## DIRECTION A
Reproduce the passage on differential object marking in Basque Spanish word for word, from start to finish.

## PROVIDED PASSAGE

━━━━━━━━

Basque Spanish DOM, coupled with clitic doubling, spans across a variety of non-definite objects, as long as they are human and can be interpreted specifically. The range of DOM in the Spanish of the Basque Country is thus relatively large and includes other types of indefinites besides the ones we have seen. For instance, the dative clitic can double cardinal quantifiers, as long as they are interpreted partitively. I reproduce here data from
Paasch-Kaiser (
2015), recorded in her monograph about the Spanish of Getxo, a biscayan town (
Paasch-Kaiser 2015: 344):
(18) | Les | cogieron | a | todos | y | venga, | todos | a | la | carcel. |
| cl.dat.pl | they.caught | prep all | and | come.on, | all | to | the | jail |
| Y | les | fusilaron | a | un montón | (Getxo Spanish) | | | |
| And | cl.dat.pl | they.shot | prep a | lot | | | | | |
| “They caught all of them, and come on, everyone to jail. |
| And then they shot a lot (of them)” |
The data gathered in Getxo also include one instance of doubling with a generically interpreted indefinite (
Paasch-Kaiser 2015: 343). We take generic indefinites to be mapped into the restriction of event quantification.

━━━━━━━━

## DIRECTION B
In the records, rewrite the lines from the one with "For every instance of the man in light" to the one with "[[130, 517]]", replacing "spaghetti" with "linguine" and keeping everything else the same. Include only those lines, and leave the pictures out.

━━━━━━━━

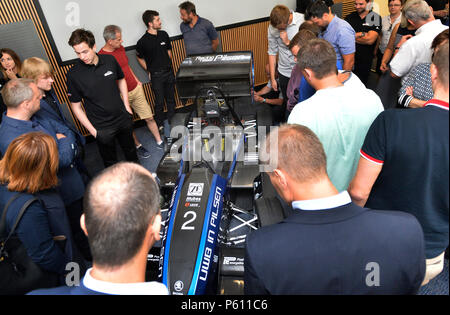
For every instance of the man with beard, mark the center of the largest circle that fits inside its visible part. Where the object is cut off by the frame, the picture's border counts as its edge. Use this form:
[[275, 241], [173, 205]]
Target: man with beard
[[367, 25], [200, 36], [334, 30]]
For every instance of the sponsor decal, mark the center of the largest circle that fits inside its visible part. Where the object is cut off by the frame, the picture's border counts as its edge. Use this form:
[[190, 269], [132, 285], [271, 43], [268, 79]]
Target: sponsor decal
[[196, 189]]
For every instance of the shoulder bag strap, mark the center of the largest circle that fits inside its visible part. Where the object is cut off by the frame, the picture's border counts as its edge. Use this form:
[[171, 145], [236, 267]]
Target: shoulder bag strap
[[19, 217], [5, 210]]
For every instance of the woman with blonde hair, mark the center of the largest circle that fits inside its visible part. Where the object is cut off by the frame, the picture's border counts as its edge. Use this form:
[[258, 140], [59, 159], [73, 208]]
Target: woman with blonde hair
[[28, 170], [10, 66]]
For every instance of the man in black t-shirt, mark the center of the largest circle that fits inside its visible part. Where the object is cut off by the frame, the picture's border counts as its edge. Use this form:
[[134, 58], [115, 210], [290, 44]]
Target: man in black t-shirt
[[99, 81], [154, 54], [367, 26], [404, 164]]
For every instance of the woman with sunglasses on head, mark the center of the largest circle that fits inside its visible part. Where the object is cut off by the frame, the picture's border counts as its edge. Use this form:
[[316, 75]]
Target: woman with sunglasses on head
[[10, 66], [388, 23]]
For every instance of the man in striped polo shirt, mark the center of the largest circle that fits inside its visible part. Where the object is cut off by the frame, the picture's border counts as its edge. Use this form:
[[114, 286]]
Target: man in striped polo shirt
[[404, 164]]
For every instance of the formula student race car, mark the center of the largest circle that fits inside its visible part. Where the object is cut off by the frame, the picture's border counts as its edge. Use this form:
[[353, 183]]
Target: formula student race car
[[208, 179]]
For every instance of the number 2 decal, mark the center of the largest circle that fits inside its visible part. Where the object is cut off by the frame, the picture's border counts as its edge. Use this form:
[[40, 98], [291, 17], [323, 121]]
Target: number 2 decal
[[185, 226]]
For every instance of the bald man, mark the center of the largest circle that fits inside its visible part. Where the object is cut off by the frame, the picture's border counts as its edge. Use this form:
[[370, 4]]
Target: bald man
[[122, 221], [328, 245]]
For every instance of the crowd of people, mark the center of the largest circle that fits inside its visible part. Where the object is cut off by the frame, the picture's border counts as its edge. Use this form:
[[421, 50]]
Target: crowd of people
[[368, 183]]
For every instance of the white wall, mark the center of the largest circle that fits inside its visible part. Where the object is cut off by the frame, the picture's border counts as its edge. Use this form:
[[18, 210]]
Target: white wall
[[64, 16]]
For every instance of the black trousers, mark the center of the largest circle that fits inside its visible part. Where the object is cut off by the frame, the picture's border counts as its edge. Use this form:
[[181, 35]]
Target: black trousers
[[363, 64], [123, 132], [280, 113], [163, 87]]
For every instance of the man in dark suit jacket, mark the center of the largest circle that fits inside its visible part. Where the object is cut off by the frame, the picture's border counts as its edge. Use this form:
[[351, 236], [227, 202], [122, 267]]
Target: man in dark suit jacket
[[122, 219], [329, 245]]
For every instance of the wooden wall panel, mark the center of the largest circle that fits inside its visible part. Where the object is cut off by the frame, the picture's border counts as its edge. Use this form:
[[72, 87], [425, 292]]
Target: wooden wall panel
[[251, 37], [348, 6]]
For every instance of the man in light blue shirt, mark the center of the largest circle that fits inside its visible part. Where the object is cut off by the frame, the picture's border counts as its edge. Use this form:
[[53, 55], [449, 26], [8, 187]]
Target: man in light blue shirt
[[339, 114], [284, 24], [336, 31], [199, 34]]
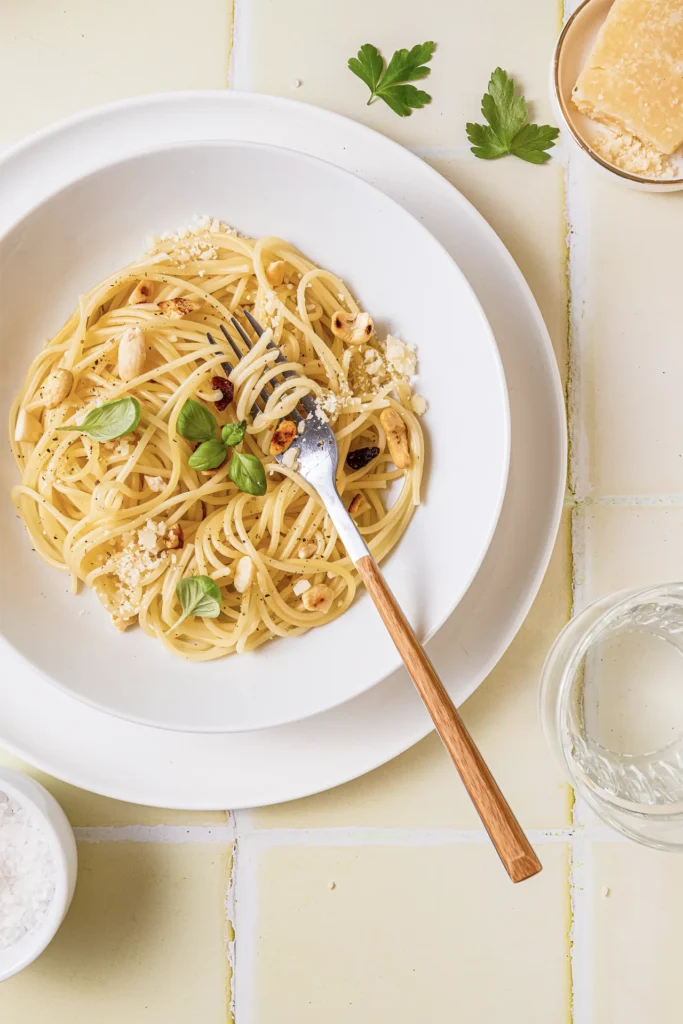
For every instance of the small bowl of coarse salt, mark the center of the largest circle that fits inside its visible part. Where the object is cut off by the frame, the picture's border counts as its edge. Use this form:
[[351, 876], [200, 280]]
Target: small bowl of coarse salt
[[38, 866]]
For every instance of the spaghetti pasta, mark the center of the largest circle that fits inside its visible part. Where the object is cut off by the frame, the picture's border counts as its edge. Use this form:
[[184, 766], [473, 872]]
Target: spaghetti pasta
[[130, 517]]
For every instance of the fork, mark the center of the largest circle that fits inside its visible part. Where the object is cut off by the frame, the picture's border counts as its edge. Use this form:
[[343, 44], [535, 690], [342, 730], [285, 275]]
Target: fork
[[317, 460]]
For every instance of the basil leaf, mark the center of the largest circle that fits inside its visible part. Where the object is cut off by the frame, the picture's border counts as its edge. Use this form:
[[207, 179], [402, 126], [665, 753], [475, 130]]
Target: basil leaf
[[233, 433], [247, 471], [209, 455], [198, 596], [196, 423], [112, 419]]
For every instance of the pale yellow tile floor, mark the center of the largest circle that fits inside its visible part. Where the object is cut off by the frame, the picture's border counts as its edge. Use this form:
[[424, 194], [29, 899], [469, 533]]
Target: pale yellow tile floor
[[421, 923], [144, 940], [404, 935]]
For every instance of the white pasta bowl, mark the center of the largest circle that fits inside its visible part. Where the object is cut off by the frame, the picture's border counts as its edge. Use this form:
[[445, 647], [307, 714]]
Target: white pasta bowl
[[57, 833], [410, 285]]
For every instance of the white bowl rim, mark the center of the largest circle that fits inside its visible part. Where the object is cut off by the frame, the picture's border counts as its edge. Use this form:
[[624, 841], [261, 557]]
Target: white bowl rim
[[501, 383], [655, 184], [19, 786]]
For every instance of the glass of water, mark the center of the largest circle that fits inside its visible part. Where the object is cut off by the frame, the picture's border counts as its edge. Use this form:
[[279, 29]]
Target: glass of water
[[611, 702]]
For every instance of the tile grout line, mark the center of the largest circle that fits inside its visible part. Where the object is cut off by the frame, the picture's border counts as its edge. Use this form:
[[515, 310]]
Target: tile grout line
[[172, 835], [344, 836]]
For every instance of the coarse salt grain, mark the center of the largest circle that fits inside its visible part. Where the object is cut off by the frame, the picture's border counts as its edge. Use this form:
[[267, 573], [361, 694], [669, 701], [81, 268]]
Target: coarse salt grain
[[28, 871]]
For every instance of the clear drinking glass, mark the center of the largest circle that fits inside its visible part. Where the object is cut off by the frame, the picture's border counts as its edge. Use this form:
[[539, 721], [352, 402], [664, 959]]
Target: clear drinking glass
[[611, 702]]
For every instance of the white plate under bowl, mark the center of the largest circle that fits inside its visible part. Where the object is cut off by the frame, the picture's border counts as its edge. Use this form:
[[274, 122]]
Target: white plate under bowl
[[398, 271], [571, 52], [86, 748]]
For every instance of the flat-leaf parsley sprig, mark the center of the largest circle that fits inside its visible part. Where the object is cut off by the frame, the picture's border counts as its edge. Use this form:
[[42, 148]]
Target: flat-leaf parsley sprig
[[508, 129], [196, 423], [389, 83]]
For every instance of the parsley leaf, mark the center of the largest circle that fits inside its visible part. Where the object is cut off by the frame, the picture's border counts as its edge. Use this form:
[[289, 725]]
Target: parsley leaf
[[390, 84], [508, 129]]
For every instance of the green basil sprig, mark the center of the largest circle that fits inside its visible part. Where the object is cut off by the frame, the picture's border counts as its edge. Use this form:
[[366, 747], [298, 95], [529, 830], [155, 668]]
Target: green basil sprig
[[197, 423], [112, 419], [210, 455], [198, 596], [247, 471]]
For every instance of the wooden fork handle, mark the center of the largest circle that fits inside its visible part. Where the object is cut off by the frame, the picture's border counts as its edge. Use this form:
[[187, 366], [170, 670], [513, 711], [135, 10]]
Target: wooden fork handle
[[506, 834]]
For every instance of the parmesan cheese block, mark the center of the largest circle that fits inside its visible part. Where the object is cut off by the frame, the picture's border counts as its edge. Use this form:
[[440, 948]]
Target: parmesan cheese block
[[634, 77]]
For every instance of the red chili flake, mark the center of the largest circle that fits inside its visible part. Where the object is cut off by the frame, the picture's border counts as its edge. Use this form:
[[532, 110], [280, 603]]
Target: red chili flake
[[225, 387], [360, 457]]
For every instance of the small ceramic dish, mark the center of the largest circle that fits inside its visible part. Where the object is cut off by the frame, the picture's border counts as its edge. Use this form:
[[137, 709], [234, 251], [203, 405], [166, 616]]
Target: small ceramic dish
[[58, 834], [570, 54]]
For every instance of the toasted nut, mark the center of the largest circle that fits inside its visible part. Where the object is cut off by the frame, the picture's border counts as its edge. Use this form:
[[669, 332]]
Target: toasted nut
[[358, 504], [56, 388], [27, 428], [225, 389], [156, 483], [274, 272], [132, 353], [396, 432], [307, 549], [318, 598], [122, 624], [244, 573], [141, 292], [359, 458], [174, 537], [177, 308], [285, 433], [353, 328]]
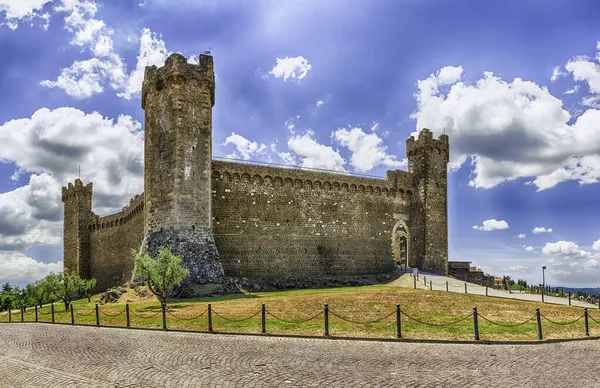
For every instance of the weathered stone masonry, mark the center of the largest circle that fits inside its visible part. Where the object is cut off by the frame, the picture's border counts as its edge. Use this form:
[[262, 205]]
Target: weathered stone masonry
[[254, 221]]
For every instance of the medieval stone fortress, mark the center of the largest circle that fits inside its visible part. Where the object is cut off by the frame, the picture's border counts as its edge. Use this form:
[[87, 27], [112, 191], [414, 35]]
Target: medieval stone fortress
[[255, 221]]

━━━━━━━━

## RESPONSE A
Basque Spanish DOM, coupled with clitic doubling, spans across a variety of non-definite objects, as long as they are human and can be interpreted specifically. The range of DOM in the Spanish of the Basque Country is thus relatively large and includes other types of indefinites besides the ones we have seen. For instance, the dative clitic can double cardinal quantifiers, as long as they are interpreted partitively. I reproduce here data from
Paasch-Kaiser (
2015), recorded in her monograph about the Spanish of Getxo, a biscayan town (
Paasch-Kaiser 2015: 344):
(18) | Les | cogieron | a | todos | y | venga, | todos | a | la | carcel. |
| cl.dat.pl | they.caught | prep all | and | come.on, | all | to | the | jail |
| Y | les | fusilaron | a | un montón | (Getxo Spanish) | | | |
| And | cl.dat.pl | they.shot | prep a | lot | | | | | |
| “They caught all of them, and come on, everyone to jail. |
| And then they shot a lot (of them)” |
The data gathered in Getxo also include one instance of doubling with a generically interpreted indefinite (
Paasch-Kaiser 2015: 343). We take generic indefinites to be mapped into the restriction of event quantification.

## RESPONSE B
For every instance of the man in light blue shirt, mark the center of the largest circle that fits inside its visible part. Where the object is cut off by the frame, the picture's border counts as its edge. Use this form:
[[53, 55], [449, 26], [8, 187]]
Target: man in light blue shirt
[[339, 114], [284, 24], [336, 31], [199, 34]]
For every instance of the small bowl of coarse salt, mark the center of the largest circle that fits inside its visible part. Where the object is cut off by the frame, the picture's border counts as its edge. Use this form:
[[351, 876], [200, 280]]
Target: small bowl of coarse salt
[[38, 866]]
For every instance of the linguine pasta, mark the center of the largest circle that fits inside its visible part. Where the object is cut off by the frame, the picture's border counts as its edge. Use this form:
[[184, 766], [473, 872]]
Target: linguine pasta
[[130, 517]]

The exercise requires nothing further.